▶ [AUFGABENSTELLUNG]:
An welchem Datum wurde die Vor Ort Energie GmbH laut dem Dokumentauszug gegründet?

▶ [DOKUMENTAUSZUG]:

───

Projekt 35776/01

Mieterstrom für kleine Einheiten ermöglichen

Projektträger

Sterr-Kölln & Partner mbB
Emmy-Noether-Str. 2
79110 Freiburg
Telefon: 49 7 61 49 0 54 18

Zielsetzung und Anlass des Vorhabens

Unter dem Firmennamen Vor Ort Energie GmbH (VOE) wurde am 29.03.2019 durch Steffen Kühner, Sterr-Kölln & Partner sowie regiocap ein Spinn-off gegründet. Die Mission der VOE ist die Mitgestaltung der Energiewende im Mietshaus, indem Akteure in der Energie-, Bau- und Wohnungswirtschaft befähigt werden, als Mieterstromanbieter aufzutreten.
Ziel des Projektes mit dem Titel „Mieterstrom für kleine Einheiten ermöglichen“ ist die Weiterentwicklung, Standardisierung und Automatisierung des Leistungsangebots der VOE. Die Weiterentwicklung, Standardisierung und Automatisierung des Leistungsangebots ermöglicht die Erschließung von Marktsegmenten, die bisher nicht oder nur teilweise erschlossen werden konnten.
Bisher hat die VOE, wie auch die Konkurrenz, schwerpunktmäßig individuelle Lösungen angeboten. Die VOE hatte sich bislang auf das Thema White-Label-Lösungen fokussiert. Dabei ging es vor allem darum, Akteure zu befähigen, die mehrere beziehungsweise große Projekte umsetzen.
Im Rahmen des Projekts „Mieterstrom für kleine Einheiten ermöglichen“ soll eine hoch standardisierte und automatisierte Lösung geschaffen werden, die es jedem Akteur in der Bau- und Energiewirtschaft, egal ob mit großen oder kleinen Projekten, ermöglicht, als Mieterstromanbieter aktiv zu werden.
Ziel des Projektes ist die Schaffung von Marktakzeptanz in den noch nicht oder nur teilweise erschlossenen Marktsegmenten. Dabei wollen wir

- Wirtschaftlichkeit ermöglichen,
- die Integrationsfähigkeit erhöhen,
- Modularität gewährleisten und
- Verbraucherakzeptanz und einen Bewusstseinswandel fördern.

Die Wirtschaftlichkeit entsteht durch Standardisierung und Automatisierung sowie durch das Vermeiden von Transaktionskosten. Ziel des Projektes ist es zu beweisen, dass auch kleine Projekte wirtschaftlich betrieben und projektiert werden können.
Um Integrationsfähigkeit zu gewährleisten, muss die notwendige Integrationstiefe in die bestehenden Systeme der Kunden geringgehalten werden. Dies ermöglicht eine niederschwellige Implementierung einer Mieterstromlösung in das Leistungsportfolio. Modularität ist notwendig, um verschiedene Modelle zu ermöglichen und dennoch den Standardisierungsgrad hochzuhalten. Verbraucherakzeptanz entsteht durch ein verbraucherfreundliches Endkundenportal und ein kostengünstiges Angebot. Ein Bewusstseinswandel lässt sich durch ein gut gestaltetes Endkundenportal zumindest verstärken.

───

▶ [BEREITGESTELLTE DATEN]:
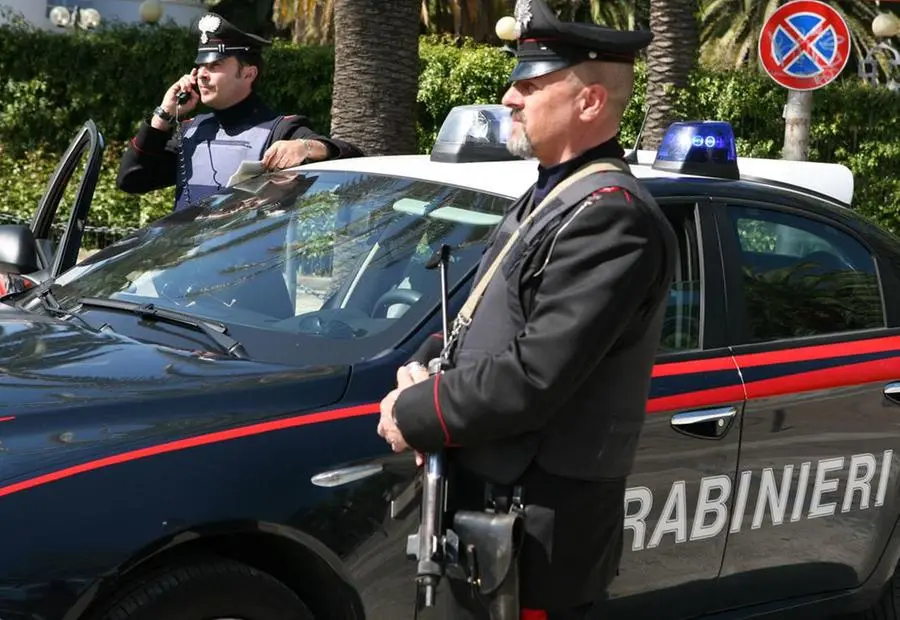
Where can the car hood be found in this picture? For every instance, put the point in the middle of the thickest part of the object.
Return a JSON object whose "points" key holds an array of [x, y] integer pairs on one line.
{"points": [[69, 393]]}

───

▶ [ERGEBNIS DER ÜBUNG]:
Am 29.03.2019.